*What to produce:*
The response should be an exact repetition of all the entries.

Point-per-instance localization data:
»»
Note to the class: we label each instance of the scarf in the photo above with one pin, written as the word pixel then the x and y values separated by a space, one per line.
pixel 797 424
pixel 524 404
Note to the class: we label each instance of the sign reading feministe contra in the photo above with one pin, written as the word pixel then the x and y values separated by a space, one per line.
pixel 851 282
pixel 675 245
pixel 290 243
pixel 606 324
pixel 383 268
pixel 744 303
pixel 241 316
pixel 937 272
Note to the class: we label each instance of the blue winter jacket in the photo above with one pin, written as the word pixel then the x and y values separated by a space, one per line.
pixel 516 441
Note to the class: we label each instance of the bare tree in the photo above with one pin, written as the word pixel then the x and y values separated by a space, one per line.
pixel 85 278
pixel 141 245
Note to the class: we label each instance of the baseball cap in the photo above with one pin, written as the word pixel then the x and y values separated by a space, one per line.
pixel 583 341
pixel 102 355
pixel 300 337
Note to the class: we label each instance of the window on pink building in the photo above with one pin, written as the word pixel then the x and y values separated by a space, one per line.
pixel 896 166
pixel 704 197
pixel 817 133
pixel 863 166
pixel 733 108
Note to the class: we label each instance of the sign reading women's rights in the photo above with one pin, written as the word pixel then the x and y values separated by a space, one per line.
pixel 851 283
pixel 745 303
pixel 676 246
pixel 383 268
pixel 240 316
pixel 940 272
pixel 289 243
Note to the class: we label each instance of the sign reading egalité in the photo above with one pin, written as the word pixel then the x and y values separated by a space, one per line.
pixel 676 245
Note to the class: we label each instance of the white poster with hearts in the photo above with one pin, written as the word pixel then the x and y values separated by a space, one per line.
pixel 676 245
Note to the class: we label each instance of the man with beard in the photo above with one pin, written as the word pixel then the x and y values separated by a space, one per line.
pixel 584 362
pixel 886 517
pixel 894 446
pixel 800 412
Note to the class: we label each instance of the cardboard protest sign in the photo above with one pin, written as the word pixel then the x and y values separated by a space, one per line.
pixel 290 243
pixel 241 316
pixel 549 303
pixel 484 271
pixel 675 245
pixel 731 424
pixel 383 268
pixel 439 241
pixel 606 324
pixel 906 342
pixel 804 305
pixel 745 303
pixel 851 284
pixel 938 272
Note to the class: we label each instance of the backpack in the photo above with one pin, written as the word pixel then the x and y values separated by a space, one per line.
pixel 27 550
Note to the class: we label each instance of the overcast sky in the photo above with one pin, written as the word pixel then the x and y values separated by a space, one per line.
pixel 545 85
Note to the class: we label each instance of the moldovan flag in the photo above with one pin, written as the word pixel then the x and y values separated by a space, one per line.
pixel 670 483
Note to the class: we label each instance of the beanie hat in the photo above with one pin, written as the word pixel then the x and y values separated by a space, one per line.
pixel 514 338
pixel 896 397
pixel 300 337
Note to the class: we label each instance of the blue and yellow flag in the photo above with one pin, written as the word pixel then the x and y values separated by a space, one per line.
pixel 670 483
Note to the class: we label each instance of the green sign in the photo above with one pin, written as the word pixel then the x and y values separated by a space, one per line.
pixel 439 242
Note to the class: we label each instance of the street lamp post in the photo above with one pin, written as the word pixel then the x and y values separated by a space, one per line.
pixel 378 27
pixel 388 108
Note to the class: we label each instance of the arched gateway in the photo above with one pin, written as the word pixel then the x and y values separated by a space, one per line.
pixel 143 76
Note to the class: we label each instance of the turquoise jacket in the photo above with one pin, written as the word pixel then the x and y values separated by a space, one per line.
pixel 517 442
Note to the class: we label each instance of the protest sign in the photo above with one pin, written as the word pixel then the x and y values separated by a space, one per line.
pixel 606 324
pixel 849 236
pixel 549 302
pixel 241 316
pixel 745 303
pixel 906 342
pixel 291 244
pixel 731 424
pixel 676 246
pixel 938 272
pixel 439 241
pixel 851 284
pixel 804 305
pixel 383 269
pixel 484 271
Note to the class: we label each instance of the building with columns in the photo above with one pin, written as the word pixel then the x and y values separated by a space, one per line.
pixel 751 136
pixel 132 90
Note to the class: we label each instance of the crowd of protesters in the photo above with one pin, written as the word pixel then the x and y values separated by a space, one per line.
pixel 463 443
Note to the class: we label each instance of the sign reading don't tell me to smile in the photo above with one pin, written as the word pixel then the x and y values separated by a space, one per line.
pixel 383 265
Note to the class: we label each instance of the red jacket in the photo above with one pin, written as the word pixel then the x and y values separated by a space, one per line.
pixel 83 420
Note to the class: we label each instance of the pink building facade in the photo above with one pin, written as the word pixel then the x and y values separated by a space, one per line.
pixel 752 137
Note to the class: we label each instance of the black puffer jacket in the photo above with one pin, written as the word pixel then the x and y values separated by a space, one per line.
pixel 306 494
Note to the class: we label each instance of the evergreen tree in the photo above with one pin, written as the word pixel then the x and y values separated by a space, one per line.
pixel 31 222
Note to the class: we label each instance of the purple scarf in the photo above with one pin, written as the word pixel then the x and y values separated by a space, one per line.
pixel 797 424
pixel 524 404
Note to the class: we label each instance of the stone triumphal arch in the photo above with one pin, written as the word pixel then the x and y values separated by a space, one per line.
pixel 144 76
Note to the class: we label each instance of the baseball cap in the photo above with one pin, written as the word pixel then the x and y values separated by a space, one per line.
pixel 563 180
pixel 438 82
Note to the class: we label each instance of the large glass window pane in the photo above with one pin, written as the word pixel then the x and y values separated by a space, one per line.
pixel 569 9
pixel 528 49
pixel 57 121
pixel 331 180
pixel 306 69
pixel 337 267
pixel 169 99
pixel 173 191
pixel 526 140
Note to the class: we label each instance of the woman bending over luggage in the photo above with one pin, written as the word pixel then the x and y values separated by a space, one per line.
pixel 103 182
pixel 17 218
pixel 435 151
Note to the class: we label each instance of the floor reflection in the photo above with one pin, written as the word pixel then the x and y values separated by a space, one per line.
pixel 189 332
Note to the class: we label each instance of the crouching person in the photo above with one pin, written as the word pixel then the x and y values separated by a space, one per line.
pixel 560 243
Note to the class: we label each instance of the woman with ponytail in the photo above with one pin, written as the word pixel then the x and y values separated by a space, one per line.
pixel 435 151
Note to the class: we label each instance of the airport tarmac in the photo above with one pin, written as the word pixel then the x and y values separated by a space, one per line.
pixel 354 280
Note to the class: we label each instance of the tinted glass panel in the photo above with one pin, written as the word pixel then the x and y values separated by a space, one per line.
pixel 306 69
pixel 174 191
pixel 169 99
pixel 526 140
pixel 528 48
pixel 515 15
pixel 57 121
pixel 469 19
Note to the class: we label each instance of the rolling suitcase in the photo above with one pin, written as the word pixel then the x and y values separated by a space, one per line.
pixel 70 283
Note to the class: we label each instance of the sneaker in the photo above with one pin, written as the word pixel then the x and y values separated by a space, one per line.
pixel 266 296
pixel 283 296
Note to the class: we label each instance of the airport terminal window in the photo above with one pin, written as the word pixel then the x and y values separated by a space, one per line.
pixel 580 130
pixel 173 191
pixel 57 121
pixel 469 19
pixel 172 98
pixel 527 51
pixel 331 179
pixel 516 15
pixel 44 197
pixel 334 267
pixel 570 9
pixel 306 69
««
*Solution for this problem:*
Note to the class: we label each instance of the scarf in the photo above with one pin, written as the word pixel then the x and y values separated by a space, one per line.
pixel 797 424
pixel 524 404
Note to the class: we label each instance of the sign reading feministe contra in the photo above with one pin, written as the word pixel then the x and y values separated by a space, one per line.
pixel 851 282
pixel 675 245
pixel 290 243
pixel 606 324
pixel 383 268
pixel 744 303
pixel 241 316
pixel 937 272
Note to the class: we label each instance of the blue winter jacket in the photo above with one pin, written as the word pixel then the x and y values separated by a space, one per line.
pixel 516 441
Note to the class: we label each instance of the bare tree in the photo above with one pin, written as the word pixel then the x and y values separated by a space, one per line.
pixel 85 278
pixel 141 245
Note to the class: we label each instance of the baseball cap in the photo above with one pin, written as the word pixel then the x and y values separated by a space, one per line.
pixel 583 341
pixel 102 355
pixel 300 337
Note to the class: we label each instance of the window on pink building in the photo above with one pin, written as the word pixel then the x and y values separated by a space, one per line.
pixel 896 166
pixel 704 197
pixel 817 133
pixel 863 166
pixel 733 108
Note to the class: we label each instance of the sign reading women's rights in the photo above with one pin, written as the word pixel then the x and y values separated by a space, one per line.
pixel 851 283
pixel 745 303
pixel 676 246
pixel 383 268
pixel 240 316
pixel 940 272
pixel 289 243
Note to the class: we label each instance of the sign reading egalité in the photo above with one pin, written as the word pixel then the x and y values separated by a space, one per line.
pixel 676 245
Note to the class: we label each instance of the white poster with hearts in the photo above with one pin, written as the word pixel then the x and y values separated by a space, one per line.
pixel 676 245
Note to the class: we label each instance of the man with beard in the photo above with one pin, written as the word pixel then the x and y values separated by a space, one per line.
pixel 584 362
pixel 886 517
pixel 894 446
pixel 800 412
Note to the class: we label each instance of the cardboard protest sign in the photo above with one pin, written as the word pixel then the x and y values separated by a space, one per line.
pixel 290 243
pixel 241 316
pixel 549 303
pixel 484 271
pixel 675 245
pixel 731 424
pixel 383 268
pixel 439 241
pixel 606 324
pixel 906 342
pixel 804 305
pixel 745 303
pixel 851 284
pixel 938 272
Note to the class: we label each instance of the backpack in the photo above with one pin, written as the word pixel then the x and y values separated by a space, one per line.
pixel 27 550
Note to the class: we label each instance of the overcast sky in the photo above with one pin, written as the word pixel then the x and y values separated by a space, one per line.
pixel 545 85
Note to the class: we label each instance of the moldovan flag in the photo above with one pin, written as the word pixel then the x and y values separated by a space, one per line.
pixel 670 483
Note to the class: we label each instance of the beanie hat in the photo above with one pin, written as the word pixel then the x and y values separated by a space, one per line.
pixel 514 338
pixel 896 397
pixel 300 337
Note to the class: we label each instance of the blue and yellow flag in the photo above with one pin, written as the word pixel then the x and y values separated by a space, one per line.
pixel 670 483
Note to the class: we label each instance of the green sign in the photo above with one pin, written as the word pixel then the x and y values separated by a space, one per line.
pixel 439 242
Note to the class: we label each instance of the street lamp post in the photo above with one pin, written as the word pixel then the x and y values separated by a space, one per line.
pixel 378 27
pixel 388 108
Note to the class: we label each instance of the arched gateway in the photo above with one pin, written as the word pixel then the x and y values separated by a space, one per line.
pixel 143 76
Note to the class: we label each instance of the turquoise jacket in the photo above with one pin, written as the word pixel then the x and y values separated by a space, one per line.
pixel 517 442
Note to the class: we label each instance of the protest sign in the photo above with one pin, written as the word pixel then the x and y values separated by a space, one per line.
pixel 606 324
pixel 849 236
pixel 549 302
pixel 241 316
pixel 745 303
pixel 906 342
pixel 291 244
pixel 731 424
pixel 676 246
pixel 938 272
pixel 439 241
pixel 851 284
pixel 804 305
pixel 383 269
pixel 484 271
Note to the class: we label each instance of the building with columns in the photo above with one pin, written as the word pixel then the x and y values separated by a space, one per line.
pixel 751 136
pixel 132 90
Note to the class: we label each instance of the crowd of protesters in the photo above with one pin, written as the word pixel then the x and y values separated by a space, one per line.
pixel 463 443
Note to the class: we label each instance of the sign reading don't tell me to smile in the photo above with one pin, written as the word pixel then the x and y values separated by a space, one per line.
pixel 383 265
Note to the class: we label each instance of the red jacket in the photo above with one pin, written as the word pixel then the x and y values separated by a space, one per line.
pixel 83 420
Note to the class: we label each instance of the pink building facade in the photo above with one pin, written as the word pixel then the x and y values separated by a space, one per line.
pixel 752 137
Note to the class: we label each instance of the black puffer jacket in the photo above with one pin, written as the word pixel then the x and y values separated by a space, one per line.
pixel 306 494
Note to the class: we label each instance of the evergreen tree in the photo above with one pin, written as the word pixel then the x and y values separated by a space, one per line.
pixel 31 222
Note to the class: we label each instance of the purple scarf in the photo above with one pin, written as the word pixel then the x and y values separated by a space, one per line.
pixel 797 424
pixel 524 404
Note to the class: we label each instance of the stone triumphal arch in the photo above with one pin, written as the word pixel then the x and y values separated by a space, one per line.
pixel 144 76
Note to the class: we label each instance of the baseball cap in the photo above with one pin, written as the word pixel then the x and y values separated by a space, one per line.
pixel 563 180
pixel 438 82
Note to the class: we label each instance of the large glass window pane in the photo above with one pin, written as the word pixel then the x and y values separated by a space, one per line.
pixel 569 9
pixel 528 49
pixel 57 121
pixel 331 180
pixel 306 69
pixel 337 267
pixel 169 99
pixel 173 191
pixel 526 140
Note to the class: we label each instance of the woman bending over luggage in the photo above with one pin, written as the word pixel then the x and y values separated by a space, one per line.
pixel 103 182
pixel 17 218
pixel 435 151
Note to the class: we label each instance of the floor reflection in the photo above with one pin, written as the word pixel then the x and y values separated by a space, one per line.
pixel 189 332
Note to the class: we label each instance of the crouching person in the photo above with one pin, written as the word pixel then the x and y values separated by a space, one per line.
pixel 560 243
Note to the class: we label each instance of the woman with ponytail in the photo above with one pin, written as the word pixel then the x and y values separated by a space, one per line.
pixel 435 151
Note to the class: we label each instance of the airport tarmac in the photo above with one pin, written as the word pixel then the x and y values separated by a space, one per line.
pixel 354 280
Note to the class: we label each instance of the tinted glass panel in the photo above with one pin, written as the word pixel then the x and y values separated by a space, one per line.
pixel 306 69
pixel 174 191
pixel 169 99
pixel 526 140
pixel 528 48
pixel 515 15
pixel 57 121
pixel 469 19
Note to the class: we label each instance of the rolling suitcase in the photo above with one pin, written as the word pixel then the x and y values separated by a space, one per line.
pixel 70 283
Note to the class: we label each instance of the sneaker in the photo above with one pin, written as the word pixel then the x and y values separated by a space, one per line.
pixel 266 296
pixel 283 296
Note to the class: we label each instance of the airport terminal window in the photo above with one pin, written as the word pixel then the x and y values separated by a space, one per line.
pixel 580 130
pixel 173 191
pixel 57 121
pixel 469 19
pixel 172 98
pixel 527 51
pixel 331 179
pixel 516 15
pixel 44 197
pixel 334 267
pixel 570 9
pixel 306 69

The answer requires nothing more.